- **Lesetext**:
----------
Sie sprachen eben vom "Gut-und-böse". Was geschieht mit dem Gewissen, wenn sich in dem Kopf eines Mörders der Wunsch zu Töten entwickelt? Meldet es sich denn nicht zu Wort?

Doch, das meldet sich sehr wohl zu Wort. Und wie es sich zu Wort meldet, kann sehr unterschiedlich ausfallen. Wenn der Wunsch zu Töten auf unsere Moralvorstellung, "man darf nicht töten", trifft, ist dies ein ungeheurer Aufprall zweier verschiedener Welten, der von unserem Ich gar nicht so leicht zu verkraften ist. Es gibt verschiedene Folgen, die sich dadurch ergeben können. Eine typische Verhaltensweise dabei ist es, dass Moralvorstellungen vorübergehend außer Kraft gesetzt werden. Das Verbot zu Töten verschwindet vorübergehend aus dem Bewusstsein. Es wird schlichtweg ausgeblendet. So kann der Mörder töten ohne in einer Zwickmühle zu sitzen. Nach dem Mord kann er seine Tat oft selbst überhaupt nicht fassen. Das Gewissen ist zurückgekehrt und steht vor vollendeten Tatsachen.
Dies kann sogar noch einen Schritt weiter gehen. Bei dem Aufprall von Mordgedanken auf das Gewissen können auch Persönlichkeitsstörungen auftreten. Es bilden sich aus der ursprünglichen Persönlichkeit mehrere Teilpersönlichkeiten, die nicht mehr nahtlos ineinander übergehen.
Ein anderes, oft beobachtbares Verhalten, ist, dass sich das Gewissen anpasst. Eine Rechtfertigung für den Mord wird gesucht, und sie ist oft erschreckend leicht gefunden. Politisch-gesellschaftliche Meinungen können dem Mord dabei ein stützendes Korsett geben oder religiös-weltanschauliche Ansichten. "Dieser Mensch muss getötet werden, weil er für die Unterdrückung von hunderten Menschen verantwortlich ist", "Die Menschen um mich herum müssen getötet werden, weil die Menschheit an sich das Krebsgeschwür der Natur ist". Ein Ziel wird gefunden, das für den Täter höher einzustufen ist als das Gebot "du sollst nicht töten". Mörder dieser Art, und dies sind Mörder, die in ihrem Verhalten teilweise schon Terroristen zuzurechnen sind, haben dabei mit ihrem Gewissen nicht die geringsten Probleme.

Ein solcher Mörder würde also in vollem Einklang mit seinen Moralvorstellungen handeln?

Ja. Aus seiner Sicht hat er nichts Unrechtes gemacht. Auf seiner ethischen Karte wäre er schuldlos.

Und wie sieht es mit der ethischen Karte der Gesellschaft aus? Wie viel Schuld trägt ein Mörder? Und wie viel die Gesellschaft?

Das ist eine der wichtigsten, aber kaum beantwortbaren Fragen, die Sie da stellen. Die Frage nach dem freien Willen hat ja gerade im Moment eine hitzig geführte Debatte entfacht, bei der es noch jede Menge offene Aspekte gibt. Und dann auch noch die Frage der Schuld, die Ihnen wahrscheinlich zehn Leute verschiedener Weltanschauung zehnfach verschieden beantworten werden.
----------
- **Bereitgestellte Daten**:
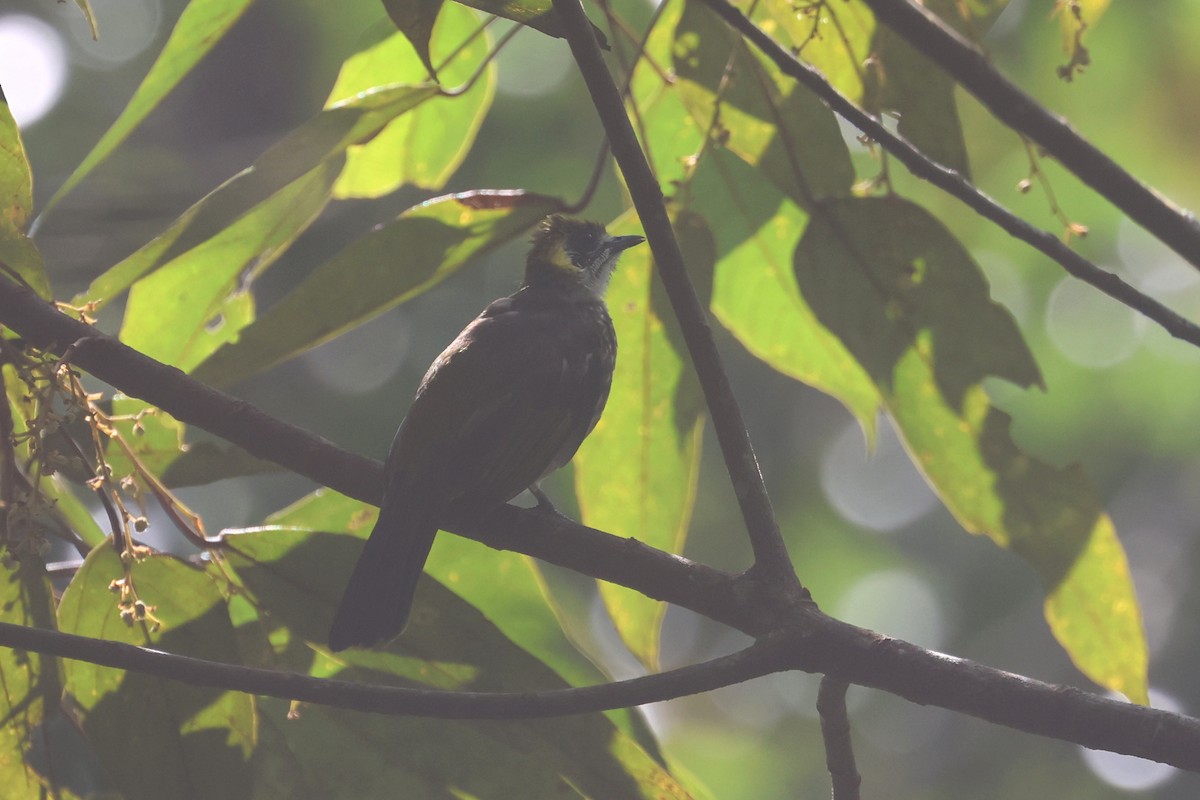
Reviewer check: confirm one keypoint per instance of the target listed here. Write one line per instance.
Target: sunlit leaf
(312, 148)
(751, 109)
(17, 251)
(189, 307)
(539, 14)
(199, 28)
(426, 145)
(415, 19)
(396, 262)
(754, 287)
(160, 738)
(293, 576)
(833, 37)
(30, 683)
(636, 474)
(904, 82)
(90, 16)
(913, 308)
----------
- **Aufgabe A**: Geben Sie aus dem Interview über das Gewissen den Abschnitt wortgetreu wieder, beginnend mit "Doch, das meldet" und fortlaufend bis einschließlich "vor vollendeten Tatsachen.".
- **Aufgabe B**:
Beantworten Sie anhand des Interviews über das Gewissen die folgenden Fragen:
(i) Was verschwindet vorübergehend aus dem Bewusstsein?
(ii) Was kann beim Aufprall von Mordgedanken auf das Gewissen auftreten?
(iii) Welche Meinungen oder Ansichten können dem Mord ein stützendes Korsett geben?
- **Aufgabe C**: Erläutern Sie mit den Angaben aus dem Interview über das Gewissen, warum ein Mörder töten kann, ohne in einer Zwickmühle zu sitzen.

- **Ergebnis A**:
Doch, das meldet sich sehr wohl zu Wort. Und wie es sich zu Wort meldet, kann sehr unterschiedlich ausfallen. Wenn der Wunsch zu Töten auf unsere Moralvorstellung, "man darf nicht töten", trifft, ist dies ein ungeheurer Aufprall zweier verschiedener Welten, der von unserem Ich gar nicht so leicht zu verkraften ist. Es gibt verschiedene Folgen, die sich dadurch ergeben können. Eine typische Verhaltensweise dabei ist es, dass Moralvorstellungen vorübergehend außer Kraft gesetzt werden. Das Verbot zu Töten verschwindet vorübergehend aus dem Bewusstsein. Es wird schlichtweg ausgeblendet. So kann der Mörder töten ohne in einer Zwickmühle zu sitzen. Nach dem Mord kann er seine Tat oft selbst überhaupt nicht fassen. Das Gewissen ist zurückgekehrt und steht vor vollendeten Tatsachen.

- **Ergebnis B**:
(i) Das Verbot zu Töten.
(ii) Persönlichkeitsstörungen: Aus der ursprünglichen Persönlichkeit bilden sich mehrere Teilpersönlichkeiten, die nicht mehr nahtlos ineinander übergehen.
(iii) Politisch-gesellschaftliche Meinungen oder religiös-weltanschauliche Ansichten.

- **Ergebnis C**: Der Wunsch zu töten trifft auf die Moralvorstellung "man darf nicht töten". Diese Moralvorstellung wird dabei vorübergehend außer Kraft gesetzt. Das Tötungsverbot verschwindet zeitweise aus dem Bewusstsein und wird ausgeblendet, sodass kein innerer Konflikt mehr besteht.